Required actions
- A) How would the paragraph in the opinion excerpt that begins "A paternity action was initiated" read as a short list of its main facts?
- B) In the opinion excerpt, swap "paternity action" for "support action" and give the passage starting at "Opinion By: Steven" and ending at "her own benefit.".
=== Source excerpt ===
Opinion By: Steven L. Beshear, Attorney General; By: Charles W. Runyan, Assistant Deputy Attorney General

For the opinion of this office, your letter raises three questions arising out of a paternity action. The letter reads:

"A paternity action was initiated and completed in Livingston County. The liability of the father was enforced thereafter in Livingston County by contempt orders. The mother has now moved to Crittenden County and has requested the County Attorney of Crittenden County to enforce the father's liability. The mother is no longer receiving assistance from the Cabinet of Human Resources and is therefore enforcing the father's liability for her own benefit.

"I am requesting an opinion regarding the following:

"1. Pursuant to KRS 406.021 does either the Crittenden County Attorney or Livingston County Attorney have a duty to enforce the father's liability since the Cabinet for Human Resources is no longer involved.

"2. If so, which County Attorney has this responsibility.

"3. Does the Livingston District Court retain exclusive jurisdiction and venue of this matter or may a separate proceeding be brought in the Crittenden District Court now that the mother lives in Crittenden County."
=== Data records ===
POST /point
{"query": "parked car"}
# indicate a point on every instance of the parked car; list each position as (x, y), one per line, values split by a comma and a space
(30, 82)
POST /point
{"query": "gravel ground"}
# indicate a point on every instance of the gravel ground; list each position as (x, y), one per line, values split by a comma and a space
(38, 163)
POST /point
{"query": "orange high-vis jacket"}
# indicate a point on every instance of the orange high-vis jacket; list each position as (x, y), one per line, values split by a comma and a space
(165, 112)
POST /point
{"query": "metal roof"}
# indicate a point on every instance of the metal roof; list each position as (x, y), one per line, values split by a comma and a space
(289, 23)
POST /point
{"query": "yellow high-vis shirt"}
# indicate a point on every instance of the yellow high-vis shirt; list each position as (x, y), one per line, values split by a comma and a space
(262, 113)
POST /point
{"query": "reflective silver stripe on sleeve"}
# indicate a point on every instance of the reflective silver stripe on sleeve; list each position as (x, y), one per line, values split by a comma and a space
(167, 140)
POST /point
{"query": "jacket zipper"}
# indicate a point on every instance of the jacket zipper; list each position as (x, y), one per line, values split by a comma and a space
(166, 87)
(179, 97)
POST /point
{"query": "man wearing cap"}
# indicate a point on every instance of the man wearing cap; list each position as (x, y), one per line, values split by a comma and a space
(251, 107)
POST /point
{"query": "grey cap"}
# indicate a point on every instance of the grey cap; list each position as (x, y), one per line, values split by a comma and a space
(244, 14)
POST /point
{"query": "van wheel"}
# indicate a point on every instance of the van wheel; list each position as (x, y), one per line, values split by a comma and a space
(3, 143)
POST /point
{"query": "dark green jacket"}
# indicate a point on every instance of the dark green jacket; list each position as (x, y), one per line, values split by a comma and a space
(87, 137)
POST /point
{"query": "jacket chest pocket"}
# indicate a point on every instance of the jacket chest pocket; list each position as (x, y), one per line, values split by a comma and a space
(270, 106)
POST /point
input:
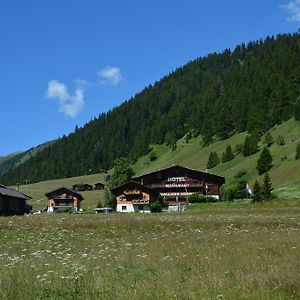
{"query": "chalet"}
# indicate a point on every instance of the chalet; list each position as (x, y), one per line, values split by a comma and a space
(13, 202)
(99, 186)
(82, 187)
(176, 183)
(134, 197)
(63, 199)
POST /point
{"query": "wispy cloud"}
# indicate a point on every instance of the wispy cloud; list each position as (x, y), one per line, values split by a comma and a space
(110, 75)
(293, 8)
(70, 105)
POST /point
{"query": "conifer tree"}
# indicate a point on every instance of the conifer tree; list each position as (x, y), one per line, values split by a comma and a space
(250, 145)
(257, 192)
(228, 154)
(268, 139)
(267, 187)
(264, 163)
(122, 173)
(280, 140)
(213, 160)
(297, 151)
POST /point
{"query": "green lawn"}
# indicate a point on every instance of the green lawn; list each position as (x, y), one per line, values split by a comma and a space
(224, 251)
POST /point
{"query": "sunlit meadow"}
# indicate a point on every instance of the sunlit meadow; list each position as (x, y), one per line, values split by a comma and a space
(210, 253)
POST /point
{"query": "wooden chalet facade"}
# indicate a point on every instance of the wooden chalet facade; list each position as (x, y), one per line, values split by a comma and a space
(99, 186)
(63, 199)
(13, 202)
(176, 183)
(82, 187)
(134, 197)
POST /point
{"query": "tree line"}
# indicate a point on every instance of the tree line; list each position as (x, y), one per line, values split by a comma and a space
(250, 88)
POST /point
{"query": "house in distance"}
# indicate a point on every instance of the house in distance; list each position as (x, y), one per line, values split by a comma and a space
(174, 184)
(13, 202)
(63, 199)
(82, 187)
(99, 186)
(134, 197)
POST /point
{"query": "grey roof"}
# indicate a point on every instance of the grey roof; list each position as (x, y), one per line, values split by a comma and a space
(5, 191)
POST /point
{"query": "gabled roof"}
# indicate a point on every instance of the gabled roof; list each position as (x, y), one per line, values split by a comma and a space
(220, 178)
(136, 185)
(70, 190)
(5, 191)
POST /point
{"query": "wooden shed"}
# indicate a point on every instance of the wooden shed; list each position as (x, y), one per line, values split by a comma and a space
(99, 186)
(176, 183)
(134, 197)
(63, 199)
(82, 187)
(13, 202)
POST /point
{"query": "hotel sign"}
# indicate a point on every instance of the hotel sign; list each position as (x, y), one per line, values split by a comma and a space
(177, 182)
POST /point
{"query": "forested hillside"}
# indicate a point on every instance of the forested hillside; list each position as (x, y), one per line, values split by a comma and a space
(251, 88)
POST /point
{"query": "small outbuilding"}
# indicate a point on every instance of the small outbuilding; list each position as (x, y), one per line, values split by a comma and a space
(63, 199)
(134, 197)
(82, 187)
(13, 202)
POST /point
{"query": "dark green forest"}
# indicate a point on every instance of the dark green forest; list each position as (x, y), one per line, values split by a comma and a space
(251, 88)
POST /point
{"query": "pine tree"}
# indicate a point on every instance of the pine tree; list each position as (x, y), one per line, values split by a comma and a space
(280, 140)
(268, 139)
(250, 145)
(228, 154)
(267, 187)
(297, 151)
(264, 163)
(213, 160)
(257, 192)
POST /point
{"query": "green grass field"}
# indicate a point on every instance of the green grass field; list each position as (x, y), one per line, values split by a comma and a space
(237, 251)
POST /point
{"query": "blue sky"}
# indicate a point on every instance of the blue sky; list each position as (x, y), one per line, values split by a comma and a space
(64, 62)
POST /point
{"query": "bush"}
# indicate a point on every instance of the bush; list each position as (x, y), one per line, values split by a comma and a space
(264, 163)
(240, 174)
(153, 156)
(157, 205)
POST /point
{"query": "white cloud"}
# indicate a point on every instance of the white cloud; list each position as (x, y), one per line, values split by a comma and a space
(110, 75)
(70, 105)
(293, 8)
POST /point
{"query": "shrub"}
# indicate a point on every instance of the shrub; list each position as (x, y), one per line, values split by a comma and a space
(213, 160)
(297, 151)
(280, 140)
(234, 191)
(153, 156)
(264, 163)
(196, 198)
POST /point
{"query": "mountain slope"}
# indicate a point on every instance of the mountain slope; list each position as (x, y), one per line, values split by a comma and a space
(285, 173)
(251, 88)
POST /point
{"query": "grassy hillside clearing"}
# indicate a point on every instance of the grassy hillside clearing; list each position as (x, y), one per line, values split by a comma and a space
(37, 190)
(285, 173)
(249, 252)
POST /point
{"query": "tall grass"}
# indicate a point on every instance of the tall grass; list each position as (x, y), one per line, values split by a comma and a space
(224, 253)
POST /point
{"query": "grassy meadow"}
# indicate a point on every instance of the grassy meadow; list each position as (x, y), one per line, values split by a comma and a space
(285, 173)
(241, 251)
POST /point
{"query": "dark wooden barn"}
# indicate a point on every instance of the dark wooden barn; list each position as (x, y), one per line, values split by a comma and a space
(63, 199)
(99, 186)
(82, 187)
(176, 183)
(13, 202)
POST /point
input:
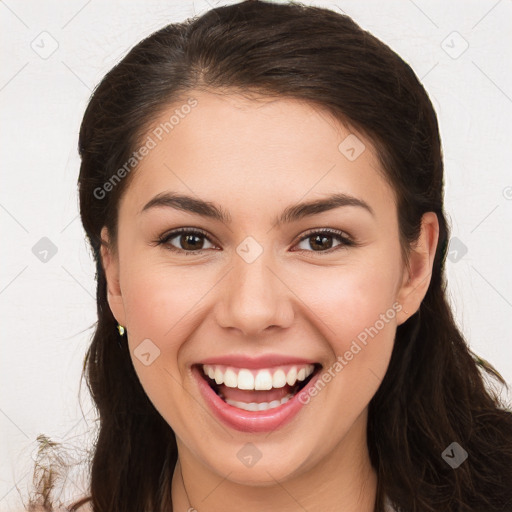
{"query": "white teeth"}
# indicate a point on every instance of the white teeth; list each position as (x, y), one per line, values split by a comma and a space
(254, 406)
(219, 375)
(245, 379)
(291, 376)
(279, 379)
(263, 379)
(230, 378)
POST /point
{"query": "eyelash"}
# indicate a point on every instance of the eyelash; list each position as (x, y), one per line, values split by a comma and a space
(345, 240)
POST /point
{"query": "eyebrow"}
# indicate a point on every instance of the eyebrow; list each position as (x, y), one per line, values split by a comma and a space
(290, 214)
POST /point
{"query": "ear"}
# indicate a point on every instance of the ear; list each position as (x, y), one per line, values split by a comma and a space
(418, 271)
(110, 262)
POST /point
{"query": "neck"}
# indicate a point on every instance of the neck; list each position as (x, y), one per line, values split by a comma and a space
(343, 481)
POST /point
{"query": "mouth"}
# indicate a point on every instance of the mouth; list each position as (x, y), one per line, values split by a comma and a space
(255, 399)
(258, 390)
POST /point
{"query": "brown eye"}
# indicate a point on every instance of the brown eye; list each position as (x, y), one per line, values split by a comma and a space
(322, 241)
(185, 240)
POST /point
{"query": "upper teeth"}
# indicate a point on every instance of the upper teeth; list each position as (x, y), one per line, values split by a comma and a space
(263, 379)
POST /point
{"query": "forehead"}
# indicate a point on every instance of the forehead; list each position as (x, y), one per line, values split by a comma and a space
(262, 149)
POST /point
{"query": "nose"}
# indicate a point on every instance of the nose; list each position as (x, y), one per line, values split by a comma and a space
(254, 298)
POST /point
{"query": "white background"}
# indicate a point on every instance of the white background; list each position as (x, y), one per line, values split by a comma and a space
(48, 309)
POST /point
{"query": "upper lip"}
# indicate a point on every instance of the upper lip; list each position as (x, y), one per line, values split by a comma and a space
(262, 361)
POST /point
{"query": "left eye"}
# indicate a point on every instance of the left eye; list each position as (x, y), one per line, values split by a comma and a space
(192, 241)
(188, 239)
(318, 239)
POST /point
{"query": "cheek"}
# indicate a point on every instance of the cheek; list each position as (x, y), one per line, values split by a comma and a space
(351, 300)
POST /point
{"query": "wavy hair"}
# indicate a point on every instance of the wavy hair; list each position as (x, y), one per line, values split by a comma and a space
(434, 392)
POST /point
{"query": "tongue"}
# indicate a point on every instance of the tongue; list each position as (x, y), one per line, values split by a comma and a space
(242, 395)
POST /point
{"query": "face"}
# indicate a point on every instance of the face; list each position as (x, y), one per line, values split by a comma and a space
(286, 305)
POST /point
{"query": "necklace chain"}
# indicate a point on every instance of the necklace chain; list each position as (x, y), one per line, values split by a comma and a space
(190, 507)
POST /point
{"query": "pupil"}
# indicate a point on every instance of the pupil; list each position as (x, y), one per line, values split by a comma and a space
(318, 240)
(188, 240)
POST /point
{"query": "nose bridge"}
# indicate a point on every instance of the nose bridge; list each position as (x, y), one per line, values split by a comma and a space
(254, 298)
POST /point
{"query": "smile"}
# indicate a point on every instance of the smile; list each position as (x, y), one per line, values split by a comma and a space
(254, 399)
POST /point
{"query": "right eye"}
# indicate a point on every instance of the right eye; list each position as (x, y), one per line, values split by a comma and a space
(190, 240)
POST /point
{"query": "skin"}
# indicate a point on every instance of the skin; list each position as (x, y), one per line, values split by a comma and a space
(254, 157)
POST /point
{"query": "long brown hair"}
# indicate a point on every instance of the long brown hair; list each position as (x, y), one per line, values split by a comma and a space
(434, 392)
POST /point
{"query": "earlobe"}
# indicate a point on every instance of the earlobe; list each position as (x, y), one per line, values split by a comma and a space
(110, 263)
(417, 275)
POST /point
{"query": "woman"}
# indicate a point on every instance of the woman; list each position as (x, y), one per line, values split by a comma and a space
(262, 188)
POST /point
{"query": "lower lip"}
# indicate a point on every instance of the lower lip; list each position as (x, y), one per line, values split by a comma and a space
(251, 421)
===
Exercise responses
- A)
- A paternity action was started and completed in Livingston County.
- The father's liability was then enforced in Livingston County through contempt orders.
- The mother has moved to Crittenden County and asked the Crittenden County Attorney to enforce the father's liability.
- She no longer receives assistance from the Cabinet of Human Resources, so she is enforcing his liability for her own benefit.

- B)
Opinion By: Steven L. Beshear, Attorney General; By: Charles W. Runyan, Assistant Deputy Attorney General

For the opinion of this office, your letter raises three questions arising out of a support action. The letter reads:

"A support action was initiated and completed in Livingston County. The liability of the father was enforced thereafter in Livingston County by contempt orders. The mother has now moved to Crittenden County and has requested the County Attorney of Crittenden County to enforce the father's liability. The mother is no longer receiving assistance from the Cabinet of Human Resources and is therefore enforcing the father's liability for her own benefit.